● OBJECTIVE: Set out every line of the material below as a numbered list, skipping any blank lines.

● MATERIAL PROVIDED:

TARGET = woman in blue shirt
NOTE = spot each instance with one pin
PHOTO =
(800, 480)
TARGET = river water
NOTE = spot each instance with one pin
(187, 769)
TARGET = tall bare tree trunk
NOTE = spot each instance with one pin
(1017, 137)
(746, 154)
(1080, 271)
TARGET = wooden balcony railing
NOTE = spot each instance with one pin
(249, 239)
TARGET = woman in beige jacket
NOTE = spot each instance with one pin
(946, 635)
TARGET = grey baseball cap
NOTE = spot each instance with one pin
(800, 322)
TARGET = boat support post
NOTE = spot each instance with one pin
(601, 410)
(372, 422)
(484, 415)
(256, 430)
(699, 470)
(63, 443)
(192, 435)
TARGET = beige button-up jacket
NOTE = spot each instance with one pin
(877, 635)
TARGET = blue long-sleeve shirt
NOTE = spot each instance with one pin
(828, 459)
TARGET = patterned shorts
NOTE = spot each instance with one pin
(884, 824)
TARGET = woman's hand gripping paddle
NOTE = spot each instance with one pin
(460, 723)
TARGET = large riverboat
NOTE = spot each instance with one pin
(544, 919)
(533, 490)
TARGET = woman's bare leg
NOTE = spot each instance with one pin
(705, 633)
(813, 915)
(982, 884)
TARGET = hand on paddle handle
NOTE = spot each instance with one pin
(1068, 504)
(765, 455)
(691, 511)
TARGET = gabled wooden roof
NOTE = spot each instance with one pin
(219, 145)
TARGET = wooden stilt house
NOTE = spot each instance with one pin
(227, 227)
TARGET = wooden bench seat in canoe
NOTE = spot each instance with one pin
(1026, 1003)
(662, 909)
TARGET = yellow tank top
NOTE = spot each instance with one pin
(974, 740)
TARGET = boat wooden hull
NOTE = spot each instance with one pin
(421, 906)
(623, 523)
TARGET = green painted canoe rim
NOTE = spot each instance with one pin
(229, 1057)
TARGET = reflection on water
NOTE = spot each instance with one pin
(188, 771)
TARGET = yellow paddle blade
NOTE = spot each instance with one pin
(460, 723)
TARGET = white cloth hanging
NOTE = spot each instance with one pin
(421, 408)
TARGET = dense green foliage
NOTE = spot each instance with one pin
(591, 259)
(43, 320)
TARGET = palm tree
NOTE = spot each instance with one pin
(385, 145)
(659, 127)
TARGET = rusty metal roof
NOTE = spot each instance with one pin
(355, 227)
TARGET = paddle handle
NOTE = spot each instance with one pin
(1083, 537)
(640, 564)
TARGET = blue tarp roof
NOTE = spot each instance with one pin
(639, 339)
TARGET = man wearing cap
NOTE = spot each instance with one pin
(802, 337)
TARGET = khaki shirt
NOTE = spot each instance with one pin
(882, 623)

● TASK ANSWER:
1. TARGET = woman in blue shirt
2. NOTE = spot each instance with one pin
3. PHOTO =
4. (800, 480)
5. TARGET = river water
6. NOTE = spot each instance with one pin
7. (187, 769)
8. TARGET = tall bare tree trunk
9. NOTE = spot each instance with one pin
10. (1017, 137)
11. (746, 154)
12. (1080, 271)
13. TARGET = wooden balcony railing
14. NOTE = spot each instance with one pin
15. (249, 239)
16. TARGET = woman in beige jacket
17. NOTE = spot each instance with one pin
18. (946, 635)
19. TARGET = grey baseball cap
20. NOTE = spot each instance with one pin
21. (800, 322)
22. TARGET = boat support post
23. NOTE = spot each instance with one pin
24. (601, 410)
25. (372, 422)
26. (484, 415)
27. (256, 430)
28. (699, 470)
29. (63, 443)
30. (192, 435)
31. TARGET = beige button-up jacket
32. NOTE = spot each instance with one pin
33. (877, 635)
34. TARGET = blue long-sleeve shirt
35. NOTE = spot each instance with one pin
36. (828, 459)
37. TARGET = patterned shorts
38. NOTE = spot each instance with one pin
39. (884, 824)
40. TARGET = woman's hand gripping paddle
41. NOTE = spot each instance with one pin
42. (460, 723)
43. TARGET = large riverboat
44. NOTE = spot each instance with one pin
45. (544, 919)
46. (533, 490)
47. TARGET = woman's bare leg
48. NOTE = spot each instance with one pin
49. (705, 633)
50. (813, 915)
51. (982, 884)
52. TARGET = hand on paddle handle
53. NOTE = spot each instance with one pin
54. (1068, 504)
55. (765, 455)
56. (691, 511)
57. TARGET = gabled wooden roof
58. NOTE = spot each instance with one pin
59. (219, 145)
60. TARGET = wooden stilt house
61. NOTE = spot each instance with one pin
62. (227, 227)
63. TARGET = wooden bench seat in canoe
64. NOTE = spot each instance with one pin
65. (1026, 1003)
66. (662, 909)
67. TARGET = yellow tank top
68. NOTE = spot each instance with one pin
69. (974, 740)
70. TARGET = boat wooden hull
71. NOTE = spot each instance with one pin
72. (421, 906)
73. (623, 523)
74. TARGET = green painted canoe rim
75. NOTE = spot each instance with one pin
76. (229, 1057)
77. TARGET = reflection on water
78. NOTE = spot each instance with one pin
79. (188, 771)
80. TARGET = yellow paddle blade
81. NOTE = spot each instance with one pin
82. (460, 723)
83. TARGET = white cloth hanging
84. NOTE = spot each instance with one pin
85. (421, 408)
86. TARGET = dense green foliage
87. NOTE = spot each instance with one pin
88. (591, 259)
89. (43, 320)
90. TARGET = palm tree
91. NOTE = spot each instance with one pin
92. (385, 145)
93. (659, 127)
94. TARGET = rusty metal roof
95. NOTE = spot each instance with one pin
96. (355, 227)
97. TARGET = paddle handle
98. NOTE = spot each instance with one pin
99. (1083, 537)
100. (640, 564)
101. TARGET = blue tarp roof
102. NOTE = spot each instance with one pin
103. (639, 339)
104. TARGET = man wearing cap
105. NOTE = spot each instance with one pin
106. (802, 337)
107. TARGET = khaki shirt
108. NOTE = spot each instance with one pin
109. (882, 623)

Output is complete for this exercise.